▶ [Aufgabe] Kannst du die folgenden Daten wiedergeben und dabei überall „one per line“ gegen „each on its own line“ austauschen, ohne sonst etwas zu verändern?

▶ [Daten der Übung]
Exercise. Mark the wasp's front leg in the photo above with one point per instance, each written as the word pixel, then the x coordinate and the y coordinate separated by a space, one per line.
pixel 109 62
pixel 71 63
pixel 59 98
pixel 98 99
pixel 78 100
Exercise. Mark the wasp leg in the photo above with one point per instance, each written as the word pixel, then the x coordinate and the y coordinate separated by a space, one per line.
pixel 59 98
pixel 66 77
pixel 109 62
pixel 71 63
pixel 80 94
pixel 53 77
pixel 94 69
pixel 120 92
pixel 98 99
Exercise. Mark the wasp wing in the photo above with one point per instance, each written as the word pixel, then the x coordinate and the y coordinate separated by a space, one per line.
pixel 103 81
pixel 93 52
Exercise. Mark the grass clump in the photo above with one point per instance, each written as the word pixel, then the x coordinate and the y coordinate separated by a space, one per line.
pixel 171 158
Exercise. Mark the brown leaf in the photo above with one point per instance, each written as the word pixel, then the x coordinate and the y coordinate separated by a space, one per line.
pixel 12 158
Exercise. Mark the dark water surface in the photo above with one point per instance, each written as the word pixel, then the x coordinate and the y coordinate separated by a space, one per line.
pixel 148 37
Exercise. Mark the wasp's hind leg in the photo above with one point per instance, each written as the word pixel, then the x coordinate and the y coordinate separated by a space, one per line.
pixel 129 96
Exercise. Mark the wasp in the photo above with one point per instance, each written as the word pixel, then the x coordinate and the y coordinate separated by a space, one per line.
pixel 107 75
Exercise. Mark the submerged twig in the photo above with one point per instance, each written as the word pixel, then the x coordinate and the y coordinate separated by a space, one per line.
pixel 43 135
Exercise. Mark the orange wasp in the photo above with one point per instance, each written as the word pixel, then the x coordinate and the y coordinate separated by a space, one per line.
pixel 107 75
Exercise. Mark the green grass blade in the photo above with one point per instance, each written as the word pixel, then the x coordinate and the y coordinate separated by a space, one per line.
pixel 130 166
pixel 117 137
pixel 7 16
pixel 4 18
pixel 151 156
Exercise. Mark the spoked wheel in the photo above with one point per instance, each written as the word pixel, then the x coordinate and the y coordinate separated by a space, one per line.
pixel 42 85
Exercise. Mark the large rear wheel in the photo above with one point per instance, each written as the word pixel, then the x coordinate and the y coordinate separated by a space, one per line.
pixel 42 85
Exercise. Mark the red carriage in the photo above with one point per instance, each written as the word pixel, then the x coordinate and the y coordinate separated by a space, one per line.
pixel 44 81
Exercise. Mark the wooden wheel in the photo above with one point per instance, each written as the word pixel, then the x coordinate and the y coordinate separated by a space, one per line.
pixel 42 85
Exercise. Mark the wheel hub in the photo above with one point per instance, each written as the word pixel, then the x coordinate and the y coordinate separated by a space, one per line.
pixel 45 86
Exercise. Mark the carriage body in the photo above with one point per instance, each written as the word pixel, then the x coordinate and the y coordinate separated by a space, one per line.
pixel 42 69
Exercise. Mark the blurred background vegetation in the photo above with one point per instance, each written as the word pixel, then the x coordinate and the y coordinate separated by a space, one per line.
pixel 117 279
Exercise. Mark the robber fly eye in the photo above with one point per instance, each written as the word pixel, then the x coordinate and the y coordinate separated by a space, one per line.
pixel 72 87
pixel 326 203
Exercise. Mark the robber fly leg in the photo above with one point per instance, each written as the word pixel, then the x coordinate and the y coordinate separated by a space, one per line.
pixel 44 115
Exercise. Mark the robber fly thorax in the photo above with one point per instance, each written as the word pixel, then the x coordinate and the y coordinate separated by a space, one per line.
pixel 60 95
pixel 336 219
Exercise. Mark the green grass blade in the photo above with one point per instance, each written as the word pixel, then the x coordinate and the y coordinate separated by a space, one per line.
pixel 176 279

▶ [Lösung]
Exercise. Mark the wasp's front leg in the photo above with one point per instance, each written as the word pixel, then the x coordinate and the y coordinate separated by a space, each on its own line.
pixel 109 62
pixel 71 63
pixel 59 98
pixel 98 99
pixel 78 100
Exercise. Mark the wasp leg in the photo above with one point per instance, each written as the word pixel, then the x coordinate and the y coordinate separated by a space, each on its own line.
pixel 59 98
pixel 66 77
pixel 109 62
pixel 71 63
pixel 80 94
pixel 53 77
pixel 94 69
pixel 120 92
pixel 98 99
Exercise. Mark the wasp wing in the photo above with one point per instance, each written as the word pixel, then the x coordinate and the y coordinate separated by a space, each on its own line.
pixel 103 81
pixel 93 52
Exercise. Mark the grass clump in the photo above with one point per instance, each written as the word pixel, then the x coordinate and the y coordinate separated by a space, each on its own line.
pixel 171 158
Exercise. Mark the brown leaf in the photo above with one point per instance, each written as the word pixel, then the x coordinate and the y coordinate separated by a space, each on its own line.
pixel 12 158
Exercise. Mark the dark water surface in the photo above with one point per instance, each written as the word pixel, then the x coordinate and the y coordinate separated by a space, each on its own line.
pixel 148 37
Exercise. Mark the wasp's hind leg in the photo above with one point per instance, each written as the word pixel, then the x coordinate and the y coordinate separated by a space, each on its own line.
pixel 129 96
Exercise. Mark the wasp in the photo above with one point per instance, each written as the word pixel, then the x coordinate and the y coordinate separated by a space, each on its own line.
pixel 107 75
Exercise. Mark the submerged twig in the photo above with one point per instance, each written as the word pixel, then the x coordinate and the y coordinate separated by a space, each on its own line.
pixel 43 135
Exercise. Mark the orange wasp in the photo above with one point per instance, each written as the word pixel, then the x coordinate and the y coordinate separated by a space, each on its own line.
pixel 107 75
Exercise. Mark the green grass blade in the photo above with one point per instance, each written as the word pixel, then the x coordinate and the y coordinate separated by a space, each on its own line.
pixel 130 166
pixel 117 137
pixel 7 16
pixel 4 18
pixel 151 156
Exercise. Mark the spoked wheel in the photo above with one point per instance, each written as the word pixel, then the x coordinate and the y coordinate separated by a space, each on its own line.
pixel 42 85
Exercise. Mark the large rear wheel in the photo above with one point per instance, each written as the word pixel, then the x coordinate and the y coordinate separated by a space, each on its own line.
pixel 42 85
Exercise. Mark the red carriage in the photo above with one point per instance, each written as the word pixel, then the x coordinate and the y coordinate separated by a space, each on its own line.
pixel 44 81
Exercise. Mark the wooden wheel in the photo above with one point per instance, each written as the word pixel, then the x coordinate and the y coordinate separated by a space, each on its own line.
pixel 42 85
Exercise. Mark the wheel hub in the photo above with one point per instance, each written as the word pixel, then the x coordinate and the y coordinate separated by a space, each on its own line.
pixel 45 86
Exercise. Mark the carriage body in the photo above with one point per instance, each written as the word pixel, then the x coordinate and the y coordinate separated by a space, each on its own line.
pixel 42 69
Exercise. Mark the blurred background vegetation in the photo above with one point per instance, each written as the word pixel, then the x coordinate and the y coordinate separated by a space, each on its own line.
pixel 117 279
Exercise. Mark the robber fly eye in the photo above with one point per instance, each written as the word pixel, then the x coordinate and the y coordinate separated by a space, each on its own line.
pixel 72 87
pixel 326 203
Exercise. Mark the robber fly leg in the photo above with one point per instance, each written as the word pixel, then the x coordinate and the y coordinate separated by a space, each on its own line.
pixel 44 115
Exercise. Mark the robber fly thorax in the photo above with one point per instance, each written as the word pixel, then the x coordinate and the y coordinate separated by a space, each on its own line.
pixel 60 95
pixel 336 219
Exercise. Mark the green grass blade in the photo above with one point per instance, each written as the word pixel, then the x coordinate and the y coordinate separated by a space, each on its own line.
pixel 176 279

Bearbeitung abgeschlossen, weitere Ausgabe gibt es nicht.